STATED GOAL
Filter the material below, copying out only those lines that contain the string "wall".

DATA FOR PROCESSING
══════════

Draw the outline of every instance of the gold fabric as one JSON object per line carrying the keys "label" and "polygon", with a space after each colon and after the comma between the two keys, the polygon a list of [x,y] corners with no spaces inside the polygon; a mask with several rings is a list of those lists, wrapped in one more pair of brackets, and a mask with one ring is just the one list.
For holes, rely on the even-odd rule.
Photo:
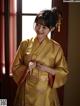
{"label": "gold fabric", "polygon": [[56,88],[64,85],[68,75],[61,46],[47,37],[41,44],[37,38],[21,42],[12,66],[17,84],[27,71],[30,57],[55,69],[54,84],[51,88],[48,85],[48,73],[34,68],[26,80],[18,85],[14,106],[59,106]]}

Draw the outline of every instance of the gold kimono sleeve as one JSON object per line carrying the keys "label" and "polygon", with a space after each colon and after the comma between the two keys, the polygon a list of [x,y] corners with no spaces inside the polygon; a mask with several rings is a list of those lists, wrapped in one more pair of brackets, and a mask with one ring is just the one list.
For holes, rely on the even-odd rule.
{"label": "gold kimono sleeve", "polygon": [[67,75],[69,73],[64,53],[61,47],[59,48],[58,53],[56,55],[55,64],[56,74],[53,87],[58,88],[65,84],[67,80]]}
{"label": "gold kimono sleeve", "polygon": [[12,64],[13,79],[17,84],[19,84],[21,78],[27,71],[27,65],[24,65],[23,62],[25,47],[27,48],[27,41],[21,42]]}

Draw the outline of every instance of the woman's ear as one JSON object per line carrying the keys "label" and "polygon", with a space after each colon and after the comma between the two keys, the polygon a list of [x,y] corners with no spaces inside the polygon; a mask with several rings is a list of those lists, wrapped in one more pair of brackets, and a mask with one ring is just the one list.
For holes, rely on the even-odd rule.
{"label": "woman's ear", "polygon": [[54,31],[54,29],[55,29],[55,27],[52,27],[52,28],[51,28],[51,32]]}

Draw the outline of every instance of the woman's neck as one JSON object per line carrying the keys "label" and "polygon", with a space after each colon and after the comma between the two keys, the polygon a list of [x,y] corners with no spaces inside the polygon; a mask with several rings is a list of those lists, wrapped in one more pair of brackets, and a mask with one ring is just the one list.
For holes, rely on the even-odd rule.
{"label": "woman's neck", "polygon": [[39,38],[39,37],[37,37],[39,43],[41,43],[45,38],[46,38],[46,37],[44,37],[44,38]]}

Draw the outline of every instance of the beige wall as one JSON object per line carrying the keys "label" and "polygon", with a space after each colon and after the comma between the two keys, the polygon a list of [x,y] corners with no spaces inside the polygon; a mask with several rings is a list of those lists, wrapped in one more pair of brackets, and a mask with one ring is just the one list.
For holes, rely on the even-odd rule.
{"label": "beige wall", "polygon": [[64,106],[80,106],[80,3],[69,3],[69,79],[64,88]]}

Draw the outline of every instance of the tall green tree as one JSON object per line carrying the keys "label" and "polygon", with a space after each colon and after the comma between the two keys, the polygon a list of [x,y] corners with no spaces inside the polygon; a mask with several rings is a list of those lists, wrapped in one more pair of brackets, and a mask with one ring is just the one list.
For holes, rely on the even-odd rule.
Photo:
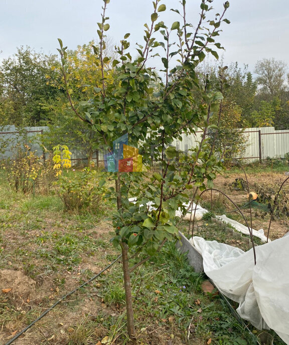
{"label": "tall green tree", "polygon": [[[86,104],[86,100],[95,97],[102,84],[101,63],[94,51],[98,51],[95,45],[92,41],[87,44],[78,46],[75,50],[68,51],[69,68],[65,80],[61,73],[54,78],[49,78],[50,84],[59,90],[64,90],[66,83],[69,99],[68,100],[66,95],[61,94],[49,105],[53,116],[47,124],[49,131],[42,138],[44,146],[49,149],[59,143],[60,137],[63,138],[63,143],[86,155],[88,165],[100,148],[100,143],[97,133],[90,127],[84,127],[81,119],[75,116],[73,109],[78,109],[82,106],[82,102],[84,101]],[[106,50],[105,53],[110,51]],[[107,61],[103,66],[105,85],[111,83],[113,78],[113,69],[108,62]],[[51,69],[54,73],[60,72],[58,65],[51,66]]]}
{"label": "tall green tree", "polygon": [[63,91],[51,85],[56,78],[51,67],[56,55],[38,53],[21,47],[0,65],[1,124],[39,126],[51,121],[50,105]]}
{"label": "tall green tree", "polygon": [[259,89],[252,120],[277,129],[289,128],[289,89],[285,83],[287,65],[274,59],[257,62],[254,72]]}
{"label": "tall green tree", "polygon": [[[114,145],[111,153],[115,155],[117,171],[109,174],[110,179],[115,182],[110,197],[115,200],[116,205],[112,219],[115,231],[112,243],[120,247],[122,254],[127,327],[132,338],[135,336],[135,330],[130,273],[135,267],[129,267],[129,250],[135,254],[144,251],[151,255],[165,240],[172,240],[178,233],[176,211],[179,208],[184,210],[183,203],[189,200],[187,191],[194,188],[205,189],[206,181],[211,186],[216,172],[221,168],[221,163],[212,155],[206,134],[211,119],[218,113],[223,97],[219,92],[202,87],[195,68],[207,54],[218,57],[215,48],[221,46],[216,40],[221,25],[229,23],[224,18],[229,3],[225,3],[220,14],[214,16],[211,15],[212,0],[202,0],[199,22],[193,27],[186,14],[186,2],[181,2],[181,12],[174,10],[180,19],[168,26],[161,18],[166,5],[160,4],[159,0],[153,2],[151,22],[144,25],[144,42],[138,45],[137,57],[133,59],[128,50],[129,34],[126,34],[117,50],[118,58],[111,62],[115,72],[113,79],[108,81],[104,78],[108,60],[103,54],[105,35],[109,29],[106,14],[109,0],[104,0],[102,20],[97,23],[98,49],[95,50],[100,62],[101,82],[94,98],[82,103],[78,110],[75,109],[76,115],[88,123],[99,136],[103,146],[109,149],[112,150],[113,141],[115,143],[120,135],[127,134],[129,144],[138,147],[148,167],[146,172],[139,171],[138,165],[134,172],[119,171],[118,165],[128,167],[130,164],[125,165],[128,161],[119,162],[120,152]],[[208,27],[205,28],[208,20]],[[173,43],[175,38],[178,46]],[[68,55],[61,40],[59,42],[66,79]],[[159,79],[155,68],[147,66],[149,57],[156,56],[157,48],[163,49],[160,58],[165,73],[163,80]],[[172,66],[171,58],[175,55],[178,57],[178,64]],[[152,85],[158,80],[159,87],[156,90]],[[193,96],[194,87],[199,89],[199,101]],[[71,100],[69,85],[67,92]],[[188,157],[177,159],[176,148],[170,146],[173,139],[179,138],[183,131],[194,133],[198,127],[204,128],[199,146]],[[152,156],[160,163],[157,172],[149,171]],[[129,161],[135,166],[133,158]],[[132,196],[136,198],[134,203],[129,200]]]}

══════════

THE REPLY
Draw the outline of every instance of the beige wall as one JSON object per line carrying the keys "label" and "polygon", with a space after each colon and after the comma between the two keys, the polygon a list of [x,y] corners with no spaces inside the polygon; a mask with several rings is a list of those lists, wrapped in one more pair of brackets, and a mask with one ring is just the one list.
{"label": "beige wall", "polygon": [[64,106],[80,106],[80,3],[69,3],[69,79],[64,88]]}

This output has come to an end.